*Text passage*:

I have a radical notion. Three primaries per week, every Tuesday, for 18 weeks. In alphabetical order. That’ll mix up the large and small states and the regions, though all the back-and-forth will increase the carbon footprints of the campaigns. And it will suck for voters in West Virginia and Wyoming.

As an alternative, stack the candidates’ home states near the top of the calendar, giving them their best shot at the “favorite son” vote; failing to win the home folks will shake out the weaker candidates early. The other states can draw lots.

The thing is, everyone acts like the “traditional” fist-in-the-nation status of Iowa and New Hampshire goes back to the founders. It wasn’t until Kennedy that a candidate ran in all 50 sates, and it wasn’t until after Carter that most of the delegates were picked in primaries and caucuses.

Before the ‘70s, most of the delegate seats were doled out by elected officials and party bosses in each party in each state. The notion of primaries as an integral part of the democratic process is actually pretty recent. Even today, third- (and fourth-, fifth-, sixth- ...) party candidates are chosen at party conventions without any public balloting.

What changed? In part, racist southern Democrats abusing the system. in the “Solid South” days, it was easier to elect a yellow dog than a Republican. When the law finally got around to guaranteeing, in a serious way, that black citizens be allowed to vote, the Democratic Party in the several states said that it was a private organization, and as such had a right to keep its membership all-white. The Democratic nominee was a near-certain winner in November. So blacks had won the right to vote ... but not when it really mattered.

*Task to complete*: Write the next portion of the passage on the presidential primary calendar, picking up directly after its final sentence. The rows bear no relation to the passage on the presidential primary calendar.

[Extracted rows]
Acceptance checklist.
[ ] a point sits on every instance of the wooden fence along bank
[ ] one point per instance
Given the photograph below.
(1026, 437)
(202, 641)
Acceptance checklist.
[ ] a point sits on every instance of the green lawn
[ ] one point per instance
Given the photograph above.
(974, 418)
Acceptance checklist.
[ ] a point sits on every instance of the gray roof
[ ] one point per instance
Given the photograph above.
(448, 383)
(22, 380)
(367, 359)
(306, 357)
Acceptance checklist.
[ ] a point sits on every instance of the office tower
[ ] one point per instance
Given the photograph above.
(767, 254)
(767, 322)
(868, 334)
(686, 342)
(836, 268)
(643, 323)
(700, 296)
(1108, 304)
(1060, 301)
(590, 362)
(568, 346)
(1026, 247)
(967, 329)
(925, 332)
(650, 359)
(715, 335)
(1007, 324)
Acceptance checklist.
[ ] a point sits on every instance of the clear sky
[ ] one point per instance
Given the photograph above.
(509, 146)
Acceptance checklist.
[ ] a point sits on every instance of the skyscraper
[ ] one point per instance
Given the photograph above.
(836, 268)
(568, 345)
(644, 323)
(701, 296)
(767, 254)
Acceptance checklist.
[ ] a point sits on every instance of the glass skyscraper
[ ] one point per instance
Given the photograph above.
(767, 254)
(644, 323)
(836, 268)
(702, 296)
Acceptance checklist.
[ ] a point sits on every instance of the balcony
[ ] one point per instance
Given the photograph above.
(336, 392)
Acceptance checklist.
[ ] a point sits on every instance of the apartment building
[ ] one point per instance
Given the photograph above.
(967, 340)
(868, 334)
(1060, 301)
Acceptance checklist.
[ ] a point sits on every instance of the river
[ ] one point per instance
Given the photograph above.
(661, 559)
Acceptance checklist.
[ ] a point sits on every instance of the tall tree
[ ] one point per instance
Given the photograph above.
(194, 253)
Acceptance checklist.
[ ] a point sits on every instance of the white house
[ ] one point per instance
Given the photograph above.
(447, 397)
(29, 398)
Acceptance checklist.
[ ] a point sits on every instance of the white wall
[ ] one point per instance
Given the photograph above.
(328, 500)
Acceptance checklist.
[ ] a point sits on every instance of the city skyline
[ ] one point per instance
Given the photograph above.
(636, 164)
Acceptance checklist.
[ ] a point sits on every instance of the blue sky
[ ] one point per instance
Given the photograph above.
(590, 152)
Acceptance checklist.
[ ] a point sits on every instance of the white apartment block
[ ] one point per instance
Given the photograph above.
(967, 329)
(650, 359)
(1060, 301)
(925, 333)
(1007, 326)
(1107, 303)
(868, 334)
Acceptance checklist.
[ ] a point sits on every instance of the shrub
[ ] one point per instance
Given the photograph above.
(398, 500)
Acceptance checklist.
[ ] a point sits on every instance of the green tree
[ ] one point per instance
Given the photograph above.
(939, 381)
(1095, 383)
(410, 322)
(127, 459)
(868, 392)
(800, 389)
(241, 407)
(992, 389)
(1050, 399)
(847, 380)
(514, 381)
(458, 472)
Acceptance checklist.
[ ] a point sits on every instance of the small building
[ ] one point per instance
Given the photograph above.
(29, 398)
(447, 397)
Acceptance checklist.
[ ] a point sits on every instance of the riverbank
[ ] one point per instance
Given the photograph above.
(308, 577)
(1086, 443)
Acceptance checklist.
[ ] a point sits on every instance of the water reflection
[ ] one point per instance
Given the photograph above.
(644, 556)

*Output of the task*:
The courts ruled, and rightly so, that the party primaries were part of the democratic process. Political parties might have a legitimate claim to be private organizations, but when their “private” proceedings determine who will appear on the November ballot, they’re intertwined with the state. At that point, they become an integral part of the electoral process, and denying access to that ballot is tantamount to robbing citizens of their right to vote. It was a transparent sham that the courts could read right through.

So the primary system as we know it today has really been tried seven or eight times; no wonder we’re still hashing out the details. And since most of the players in these negotiations are either candidates or states, each trying to maximize their own short-term tactical advantage rather than ensure a long-term, fair and just system for everyone nationwide, we can hardly be surprised that the result is such a muddle.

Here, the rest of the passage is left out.